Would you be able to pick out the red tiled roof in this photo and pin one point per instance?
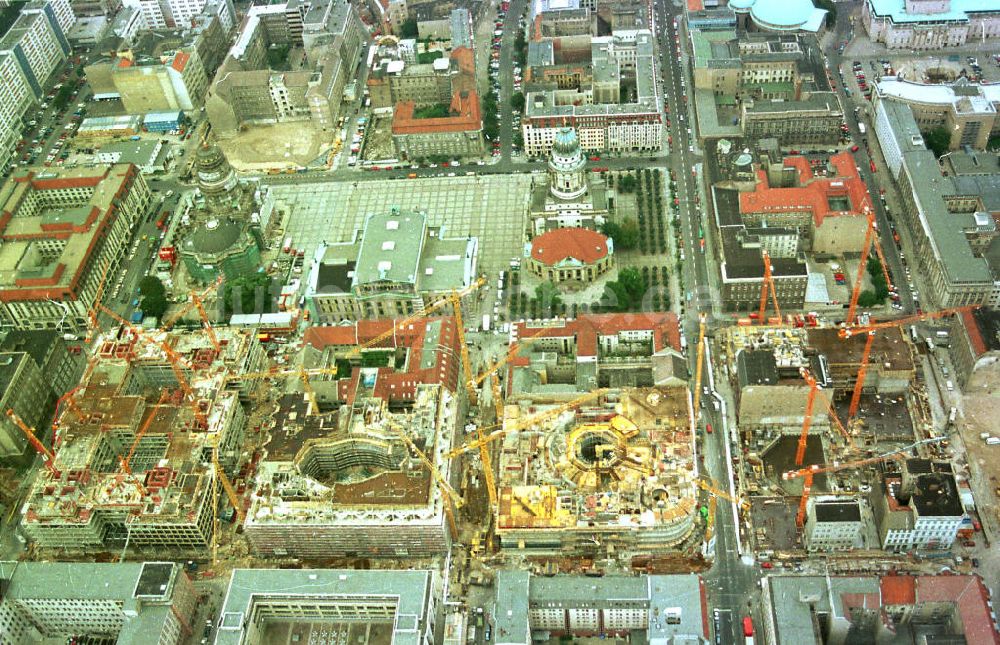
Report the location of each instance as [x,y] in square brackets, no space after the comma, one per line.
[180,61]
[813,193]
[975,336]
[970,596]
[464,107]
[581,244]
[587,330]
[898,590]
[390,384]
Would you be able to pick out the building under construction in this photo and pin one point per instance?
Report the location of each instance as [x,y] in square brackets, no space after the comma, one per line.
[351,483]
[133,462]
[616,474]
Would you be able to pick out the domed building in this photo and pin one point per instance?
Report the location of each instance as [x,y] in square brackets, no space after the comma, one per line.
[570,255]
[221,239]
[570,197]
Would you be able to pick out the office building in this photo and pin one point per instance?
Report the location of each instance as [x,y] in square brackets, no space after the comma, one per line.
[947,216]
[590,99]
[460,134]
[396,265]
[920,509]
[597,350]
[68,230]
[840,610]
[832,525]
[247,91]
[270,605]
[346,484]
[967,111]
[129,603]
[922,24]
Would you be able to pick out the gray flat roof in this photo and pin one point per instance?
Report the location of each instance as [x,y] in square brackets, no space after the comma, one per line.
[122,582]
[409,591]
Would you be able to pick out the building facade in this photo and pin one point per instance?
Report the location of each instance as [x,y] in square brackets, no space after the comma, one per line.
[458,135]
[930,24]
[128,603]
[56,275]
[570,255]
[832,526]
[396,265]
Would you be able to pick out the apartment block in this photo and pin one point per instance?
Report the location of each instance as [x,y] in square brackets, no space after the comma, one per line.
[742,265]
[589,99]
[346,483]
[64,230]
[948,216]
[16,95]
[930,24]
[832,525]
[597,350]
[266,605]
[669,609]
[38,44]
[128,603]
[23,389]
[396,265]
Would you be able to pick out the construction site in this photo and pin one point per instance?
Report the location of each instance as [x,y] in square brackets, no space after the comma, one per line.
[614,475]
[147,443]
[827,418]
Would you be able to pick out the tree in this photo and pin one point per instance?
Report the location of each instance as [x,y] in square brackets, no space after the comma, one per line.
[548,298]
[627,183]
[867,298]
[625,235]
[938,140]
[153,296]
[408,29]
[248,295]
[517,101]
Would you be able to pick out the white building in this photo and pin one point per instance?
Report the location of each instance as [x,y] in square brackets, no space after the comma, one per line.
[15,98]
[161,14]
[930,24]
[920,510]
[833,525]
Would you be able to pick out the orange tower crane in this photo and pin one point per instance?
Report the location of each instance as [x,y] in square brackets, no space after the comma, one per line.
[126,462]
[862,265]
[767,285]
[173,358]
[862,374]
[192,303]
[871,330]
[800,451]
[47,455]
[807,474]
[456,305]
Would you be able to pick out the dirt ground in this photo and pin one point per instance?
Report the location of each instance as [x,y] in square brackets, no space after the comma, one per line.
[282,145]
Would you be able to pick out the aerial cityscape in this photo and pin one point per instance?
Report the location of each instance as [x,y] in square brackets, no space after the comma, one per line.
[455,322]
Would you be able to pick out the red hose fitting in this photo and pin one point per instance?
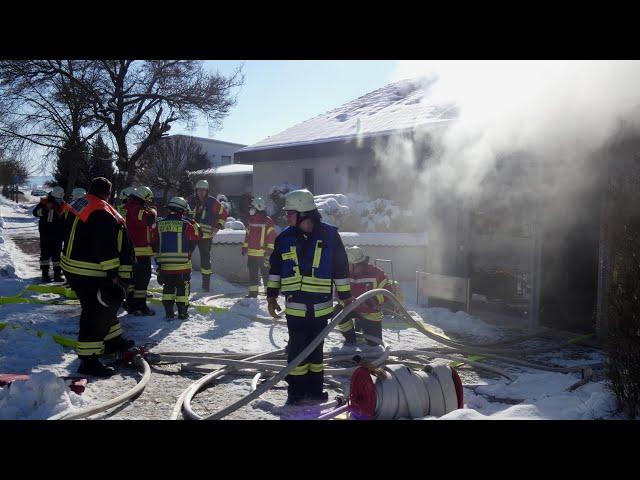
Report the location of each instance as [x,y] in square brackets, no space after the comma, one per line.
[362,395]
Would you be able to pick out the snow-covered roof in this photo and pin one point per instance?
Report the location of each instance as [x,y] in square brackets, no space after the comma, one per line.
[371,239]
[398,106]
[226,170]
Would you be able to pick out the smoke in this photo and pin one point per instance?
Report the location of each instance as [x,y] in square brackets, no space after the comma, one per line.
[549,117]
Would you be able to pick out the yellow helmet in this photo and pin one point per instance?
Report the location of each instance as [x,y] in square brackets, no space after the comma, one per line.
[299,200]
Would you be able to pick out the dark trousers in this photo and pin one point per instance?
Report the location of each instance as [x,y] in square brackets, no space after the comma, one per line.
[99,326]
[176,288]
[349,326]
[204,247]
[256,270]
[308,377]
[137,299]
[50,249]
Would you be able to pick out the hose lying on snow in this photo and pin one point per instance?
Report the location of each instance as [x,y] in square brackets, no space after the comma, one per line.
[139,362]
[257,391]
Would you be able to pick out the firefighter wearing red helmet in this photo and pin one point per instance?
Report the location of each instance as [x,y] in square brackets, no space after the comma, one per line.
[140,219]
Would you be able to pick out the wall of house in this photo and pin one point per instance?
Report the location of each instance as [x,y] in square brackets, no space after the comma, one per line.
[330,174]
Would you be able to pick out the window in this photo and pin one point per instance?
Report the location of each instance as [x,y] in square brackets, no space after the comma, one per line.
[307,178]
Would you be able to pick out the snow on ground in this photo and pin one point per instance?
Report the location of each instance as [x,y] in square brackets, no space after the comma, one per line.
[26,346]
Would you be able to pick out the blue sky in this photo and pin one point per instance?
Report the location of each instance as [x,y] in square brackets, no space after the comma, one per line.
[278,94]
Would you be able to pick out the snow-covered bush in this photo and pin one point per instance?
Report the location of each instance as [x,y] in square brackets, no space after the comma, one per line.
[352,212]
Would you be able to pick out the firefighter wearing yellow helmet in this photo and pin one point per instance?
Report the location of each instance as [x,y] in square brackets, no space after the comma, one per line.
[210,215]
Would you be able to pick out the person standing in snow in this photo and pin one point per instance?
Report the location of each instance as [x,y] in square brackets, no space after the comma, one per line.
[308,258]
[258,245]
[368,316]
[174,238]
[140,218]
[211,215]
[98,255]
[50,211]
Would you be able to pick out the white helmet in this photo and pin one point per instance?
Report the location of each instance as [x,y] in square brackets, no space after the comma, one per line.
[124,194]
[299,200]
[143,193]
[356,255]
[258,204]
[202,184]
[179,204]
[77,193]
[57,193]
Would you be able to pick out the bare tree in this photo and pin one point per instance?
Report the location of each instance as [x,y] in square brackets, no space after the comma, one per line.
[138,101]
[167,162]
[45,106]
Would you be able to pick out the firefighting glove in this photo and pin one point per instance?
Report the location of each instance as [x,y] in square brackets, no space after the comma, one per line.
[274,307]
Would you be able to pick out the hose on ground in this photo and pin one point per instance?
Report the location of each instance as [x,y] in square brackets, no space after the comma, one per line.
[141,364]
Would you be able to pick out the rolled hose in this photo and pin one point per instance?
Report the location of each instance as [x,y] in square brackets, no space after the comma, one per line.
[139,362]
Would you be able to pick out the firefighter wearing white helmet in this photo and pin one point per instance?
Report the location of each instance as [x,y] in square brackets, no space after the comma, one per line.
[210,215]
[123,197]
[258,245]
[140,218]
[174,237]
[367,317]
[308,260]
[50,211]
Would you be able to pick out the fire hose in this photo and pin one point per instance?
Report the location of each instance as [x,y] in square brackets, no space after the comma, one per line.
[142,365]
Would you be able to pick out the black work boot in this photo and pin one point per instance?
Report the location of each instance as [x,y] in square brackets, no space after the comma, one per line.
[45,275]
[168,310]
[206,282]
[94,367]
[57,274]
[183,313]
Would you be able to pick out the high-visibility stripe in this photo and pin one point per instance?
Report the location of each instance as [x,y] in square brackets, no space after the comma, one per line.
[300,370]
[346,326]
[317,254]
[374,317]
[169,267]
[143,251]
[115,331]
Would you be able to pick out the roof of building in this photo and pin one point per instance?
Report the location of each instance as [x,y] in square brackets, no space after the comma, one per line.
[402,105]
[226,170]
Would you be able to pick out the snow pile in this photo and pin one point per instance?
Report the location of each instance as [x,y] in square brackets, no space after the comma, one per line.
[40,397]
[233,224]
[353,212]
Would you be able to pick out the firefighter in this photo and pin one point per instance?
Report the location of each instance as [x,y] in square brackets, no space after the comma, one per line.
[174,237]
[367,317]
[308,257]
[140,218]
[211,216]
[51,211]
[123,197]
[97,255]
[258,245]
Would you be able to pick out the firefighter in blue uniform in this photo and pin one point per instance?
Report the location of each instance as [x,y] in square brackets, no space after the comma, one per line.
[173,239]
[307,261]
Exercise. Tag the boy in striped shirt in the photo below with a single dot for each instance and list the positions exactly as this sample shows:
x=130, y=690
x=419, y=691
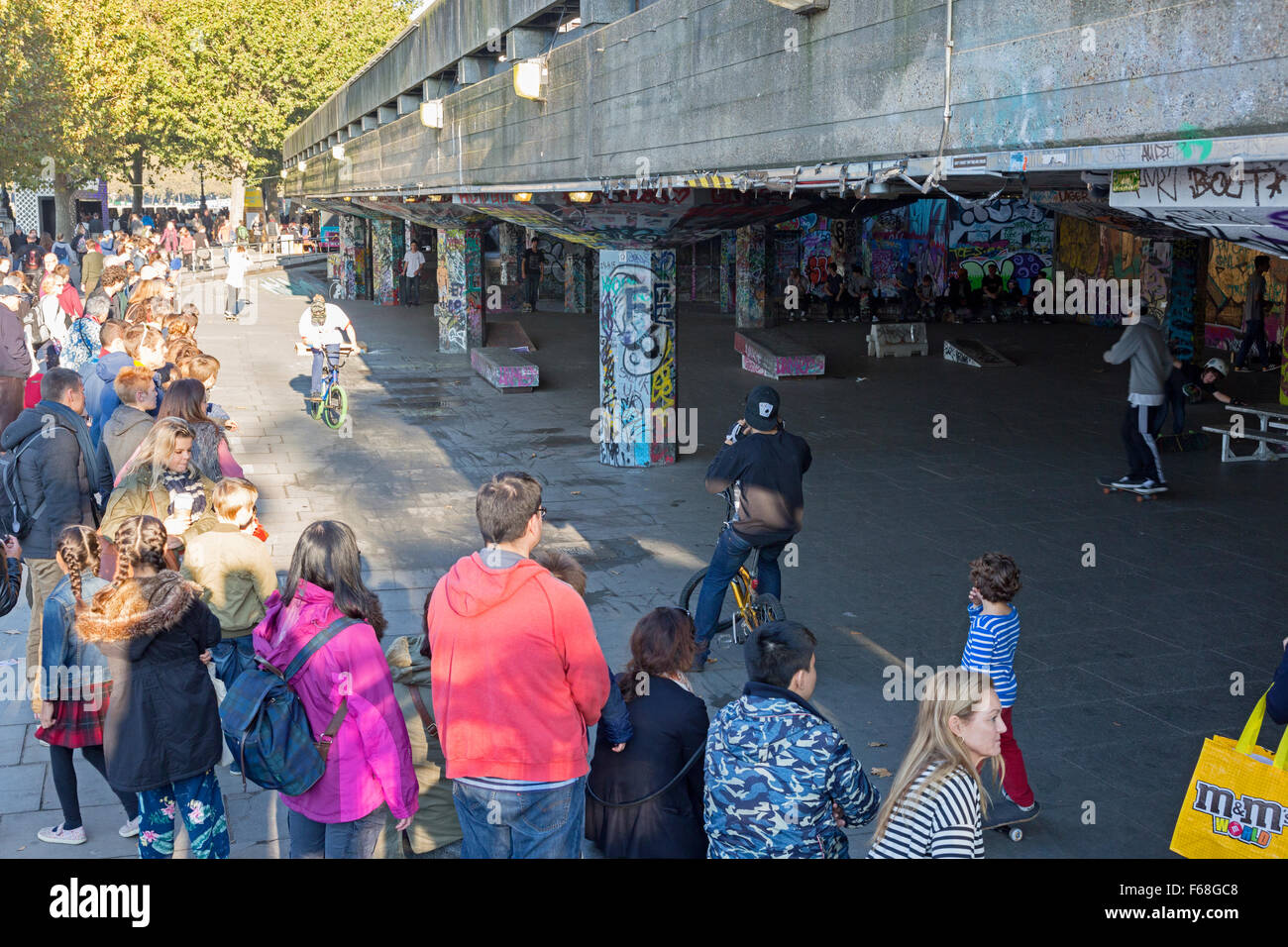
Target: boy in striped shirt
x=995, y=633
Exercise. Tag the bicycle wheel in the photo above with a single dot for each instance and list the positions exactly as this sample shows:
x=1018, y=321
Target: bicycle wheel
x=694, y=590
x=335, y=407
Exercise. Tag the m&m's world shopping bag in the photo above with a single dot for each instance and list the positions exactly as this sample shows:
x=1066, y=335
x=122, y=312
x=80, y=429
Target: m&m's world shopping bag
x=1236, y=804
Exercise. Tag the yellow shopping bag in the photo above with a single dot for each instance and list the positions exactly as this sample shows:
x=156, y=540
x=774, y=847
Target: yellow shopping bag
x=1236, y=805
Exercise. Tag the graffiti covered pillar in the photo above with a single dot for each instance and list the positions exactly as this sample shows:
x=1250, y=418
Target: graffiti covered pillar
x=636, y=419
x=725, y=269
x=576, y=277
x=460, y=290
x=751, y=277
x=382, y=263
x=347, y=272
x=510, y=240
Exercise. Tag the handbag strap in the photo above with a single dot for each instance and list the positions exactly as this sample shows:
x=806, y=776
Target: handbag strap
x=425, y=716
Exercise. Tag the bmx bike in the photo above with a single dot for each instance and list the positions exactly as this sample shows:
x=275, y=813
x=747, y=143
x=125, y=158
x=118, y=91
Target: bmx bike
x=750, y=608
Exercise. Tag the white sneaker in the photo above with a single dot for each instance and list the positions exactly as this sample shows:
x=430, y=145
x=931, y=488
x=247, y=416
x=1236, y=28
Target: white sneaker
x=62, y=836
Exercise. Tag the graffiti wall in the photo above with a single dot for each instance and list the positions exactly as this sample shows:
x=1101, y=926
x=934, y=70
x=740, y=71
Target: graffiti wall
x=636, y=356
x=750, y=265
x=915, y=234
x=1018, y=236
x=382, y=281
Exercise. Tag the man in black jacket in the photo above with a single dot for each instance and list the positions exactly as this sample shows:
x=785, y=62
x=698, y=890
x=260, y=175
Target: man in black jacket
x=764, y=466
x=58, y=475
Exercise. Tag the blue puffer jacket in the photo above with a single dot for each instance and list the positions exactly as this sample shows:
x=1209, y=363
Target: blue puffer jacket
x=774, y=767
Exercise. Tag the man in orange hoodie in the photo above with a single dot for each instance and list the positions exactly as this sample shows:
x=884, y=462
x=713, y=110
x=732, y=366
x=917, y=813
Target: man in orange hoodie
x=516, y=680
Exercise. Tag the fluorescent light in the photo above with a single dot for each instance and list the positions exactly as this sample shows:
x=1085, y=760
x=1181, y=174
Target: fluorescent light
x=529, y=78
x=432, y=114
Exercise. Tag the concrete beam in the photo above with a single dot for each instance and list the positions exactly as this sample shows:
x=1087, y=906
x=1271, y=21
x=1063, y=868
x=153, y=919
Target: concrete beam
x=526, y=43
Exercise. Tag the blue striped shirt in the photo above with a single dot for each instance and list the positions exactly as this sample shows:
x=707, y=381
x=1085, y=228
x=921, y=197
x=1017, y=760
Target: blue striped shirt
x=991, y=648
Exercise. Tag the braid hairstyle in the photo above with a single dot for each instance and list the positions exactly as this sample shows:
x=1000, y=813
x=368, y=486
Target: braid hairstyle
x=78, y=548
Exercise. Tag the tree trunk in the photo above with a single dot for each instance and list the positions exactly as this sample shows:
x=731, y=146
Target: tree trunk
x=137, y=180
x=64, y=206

• • • • • • •

### [WHAT YOU HAVE TO DO]
Turn the lines from the one containing "Exercise. Tag the yellow" through the one containing "x=1236, y=805", inclusive, into a Markdown table with columns headed Row and Line, numbering each row and omitting any blank lines.

### [EXERCISE RESPONSE]
| Row | Line |
|---|---|
| 1 | Exercise. Tag the yellow shopping bag in the photo above with a single dot for each instance and list the positions exactly as this sample shows: |
| 2 | x=156, y=540 |
| 3 | x=774, y=847 |
| 4 | Target: yellow shopping bag |
| 5 | x=1236, y=805 |